Recorded data:

◇ ◇ ◇ ◇ ◇

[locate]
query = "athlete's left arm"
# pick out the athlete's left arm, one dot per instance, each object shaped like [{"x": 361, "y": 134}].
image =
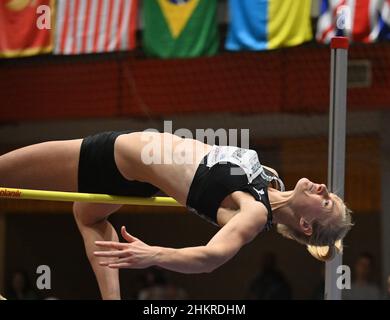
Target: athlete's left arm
[{"x": 240, "y": 230}]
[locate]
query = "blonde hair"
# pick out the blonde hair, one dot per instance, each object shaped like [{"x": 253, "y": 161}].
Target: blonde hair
[{"x": 325, "y": 240}]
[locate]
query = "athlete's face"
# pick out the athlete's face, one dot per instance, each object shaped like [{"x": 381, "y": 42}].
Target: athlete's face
[{"x": 312, "y": 201}]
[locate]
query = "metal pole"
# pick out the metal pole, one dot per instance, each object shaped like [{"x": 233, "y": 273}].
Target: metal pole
[{"x": 336, "y": 151}]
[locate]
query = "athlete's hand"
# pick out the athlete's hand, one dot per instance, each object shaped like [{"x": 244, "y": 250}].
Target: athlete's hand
[{"x": 134, "y": 255}]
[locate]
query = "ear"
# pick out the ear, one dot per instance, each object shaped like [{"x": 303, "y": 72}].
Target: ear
[{"x": 305, "y": 227}]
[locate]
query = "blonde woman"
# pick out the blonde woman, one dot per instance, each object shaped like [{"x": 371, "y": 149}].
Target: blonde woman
[{"x": 225, "y": 185}]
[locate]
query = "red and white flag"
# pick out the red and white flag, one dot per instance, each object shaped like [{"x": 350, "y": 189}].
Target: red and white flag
[
  {"x": 94, "y": 26},
  {"x": 20, "y": 35}
]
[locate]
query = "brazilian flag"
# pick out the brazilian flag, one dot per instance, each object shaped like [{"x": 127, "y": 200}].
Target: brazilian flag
[{"x": 180, "y": 28}]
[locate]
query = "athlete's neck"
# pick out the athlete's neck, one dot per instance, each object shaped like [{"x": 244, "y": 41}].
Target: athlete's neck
[{"x": 281, "y": 209}]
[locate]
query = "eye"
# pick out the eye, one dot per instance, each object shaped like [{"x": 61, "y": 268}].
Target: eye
[{"x": 326, "y": 203}]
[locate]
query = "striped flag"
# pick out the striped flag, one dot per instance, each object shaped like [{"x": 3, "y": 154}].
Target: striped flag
[
  {"x": 360, "y": 20},
  {"x": 268, "y": 24},
  {"x": 94, "y": 26}
]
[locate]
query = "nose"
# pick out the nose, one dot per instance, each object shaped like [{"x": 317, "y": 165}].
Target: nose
[{"x": 322, "y": 190}]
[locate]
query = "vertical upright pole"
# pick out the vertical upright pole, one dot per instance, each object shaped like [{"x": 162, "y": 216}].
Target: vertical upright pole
[{"x": 336, "y": 151}]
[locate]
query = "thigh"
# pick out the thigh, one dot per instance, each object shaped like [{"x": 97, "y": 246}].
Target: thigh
[{"x": 88, "y": 214}]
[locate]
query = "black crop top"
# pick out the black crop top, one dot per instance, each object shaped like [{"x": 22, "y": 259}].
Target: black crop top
[{"x": 225, "y": 170}]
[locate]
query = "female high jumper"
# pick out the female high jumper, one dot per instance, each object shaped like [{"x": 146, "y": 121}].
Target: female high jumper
[{"x": 225, "y": 185}]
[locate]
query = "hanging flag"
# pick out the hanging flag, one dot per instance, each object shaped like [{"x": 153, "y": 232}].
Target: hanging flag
[
  {"x": 359, "y": 20},
  {"x": 94, "y": 26},
  {"x": 180, "y": 28},
  {"x": 25, "y": 27},
  {"x": 268, "y": 24}
]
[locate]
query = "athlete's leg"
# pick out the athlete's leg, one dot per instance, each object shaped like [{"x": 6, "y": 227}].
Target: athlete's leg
[
  {"x": 93, "y": 225},
  {"x": 50, "y": 166}
]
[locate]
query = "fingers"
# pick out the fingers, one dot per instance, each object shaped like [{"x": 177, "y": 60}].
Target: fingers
[
  {"x": 121, "y": 265},
  {"x": 127, "y": 236},
  {"x": 112, "y": 254},
  {"x": 111, "y": 245}
]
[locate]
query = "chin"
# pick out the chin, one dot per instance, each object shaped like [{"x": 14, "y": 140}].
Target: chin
[{"x": 302, "y": 184}]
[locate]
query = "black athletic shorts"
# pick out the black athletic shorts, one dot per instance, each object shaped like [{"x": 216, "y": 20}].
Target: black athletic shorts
[{"x": 98, "y": 172}]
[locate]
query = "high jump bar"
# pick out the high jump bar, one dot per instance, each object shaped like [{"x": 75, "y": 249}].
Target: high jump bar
[{"x": 27, "y": 194}]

◇ ◇ ◇ ◇ ◇

__Exercise goal__:
Every record is to be reproduced exactly, with no pictures included.

__Written reply__:
[locate]
query = "athlete's left arm"
# pick out the athlete's left arm, one dot per instance, each object shaped like [{"x": 361, "y": 134}].
image =
Target: athlete's left arm
[{"x": 240, "y": 230}]
[locate]
query = "blonde hair"
# pick out the blonde hair, one dot per instance, each object shaped like [{"x": 253, "y": 161}].
Target: blonde hair
[{"x": 325, "y": 240}]
[locate]
query = "athlete's face"
# pick out the athlete's face, one dot per instance, each object shaped like [{"x": 381, "y": 42}].
Target: athlete's face
[{"x": 312, "y": 201}]
[locate]
query = "metal pole"
# pick out the metal pole, one dot per instance, each object shaped like [{"x": 233, "y": 273}].
Target: metal pole
[{"x": 336, "y": 151}]
[locate]
query = "athlete's hand"
# pick out the athlete's hand, one dot per instance, each object shaped like [{"x": 244, "y": 250}].
Target: athlete's hand
[{"x": 134, "y": 255}]
[locate]
query = "ear"
# pick out the ear, one dot per instance, each object shaped like [{"x": 303, "y": 72}].
Target: ear
[{"x": 305, "y": 227}]
[locate]
query = "blonde woman"
# pick out the blonde woman, one dot per instance, each object shaped like [{"x": 371, "y": 149}].
Target: blonde woman
[{"x": 225, "y": 185}]
[locate]
query = "red and white flag"
# pick out the red and white flag, one dot per instance, each object shaped like [{"x": 350, "y": 189}].
Target: red and white flag
[
  {"x": 94, "y": 26},
  {"x": 20, "y": 35}
]
[locate]
query = "brazilian flag"
# pick out the brazilian flag, one dot per instance, each object shaped like [{"x": 127, "y": 200}].
Target: brazilian flag
[{"x": 180, "y": 28}]
[locate]
query = "athlete's neck"
# pick out the athlete's neck, one dot per instance, each object shaped like [{"x": 244, "y": 41}].
Target: athlete's neck
[{"x": 281, "y": 209}]
[locate]
query = "eye"
# pick out the eye, one dot per instance, each object shaped like [{"x": 61, "y": 268}].
Target: eye
[{"x": 326, "y": 203}]
[locate]
query = "striped flag"
# pick out the striped flag, one dot per instance, each object shaped like [{"x": 3, "y": 154}].
Target: striped flag
[
  {"x": 360, "y": 20},
  {"x": 268, "y": 24},
  {"x": 94, "y": 26}
]
[locate]
query = "nose"
# pick out the nose, one dot per instance, each object shaped like [{"x": 317, "y": 165}].
Target: nose
[{"x": 322, "y": 190}]
[locate]
query = "vertical upright pole"
# pick out the vertical upright pole, one dot per instance, each object shaped like [{"x": 162, "y": 216}].
Target: vertical upright pole
[{"x": 336, "y": 151}]
[locate]
query = "thigh"
# pick out the thigh, one dot per instance, each object shaped like [{"x": 97, "y": 246}].
Target: thigh
[{"x": 88, "y": 214}]
[locate]
query = "black crop top"
# pick out the black crop top, one dot per instance, each object shaped like [{"x": 22, "y": 259}].
Target: black crop top
[{"x": 225, "y": 170}]
[locate]
query = "female high jumper"
# pick out the female high jumper, one dot per instance, each object shaped like [{"x": 146, "y": 121}].
Target: female high jumper
[{"x": 225, "y": 185}]
[locate]
query = "hanging flag"
# pick out the hanging flag, one dot per instance, each object shaped like [{"x": 153, "y": 232}].
Target: hanging flag
[
  {"x": 359, "y": 20},
  {"x": 94, "y": 26},
  {"x": 180, "y": 28},
  {"x": 25, "y": 27},
  {"x": 268, "y": 24}
]
[locate]
query = "athlete's leg"
# pick out the athlete's leg, one dot per instance, each object shaped like [{"x": 6, "y": 227}].
Target: athlete's leg
[
  {"x": 93, "y": 225},
  {"x": 50, "y": 166}
]
[locate]
query = "fingers"
# pick out the fingers, one dot per instance, each object shaped like [{"x": 177, "y": 60}].
Target: fingers
[
  {"x": 121, "y": 265},
  {"x": 127, "y": 236},
  {"x": 112, "y": 254},
  {"x": 111, "y": 245}
]
[locate]
query = "chin"
# pick out the chin, one dot per instance, each object shaped like [{"x": 14, "y": 140}].
Target: chin
[{"x": 302, "y": 184}]
[locate]
query = "black athletic shorts"
# pick out the black athletic shorts, one dot per instance, each object shaped like [{"x": 216, "y": 20}].
Target: black athletic shorts
[{"x": 98, "y": 172}]
[locate]
query = "high jump bar"
# pick out the high jump bar, one dot per instance, each object shaped like [{"x": 75, "y": 249}].
Target: high jump bar
[{"x": 27, "y": 194}]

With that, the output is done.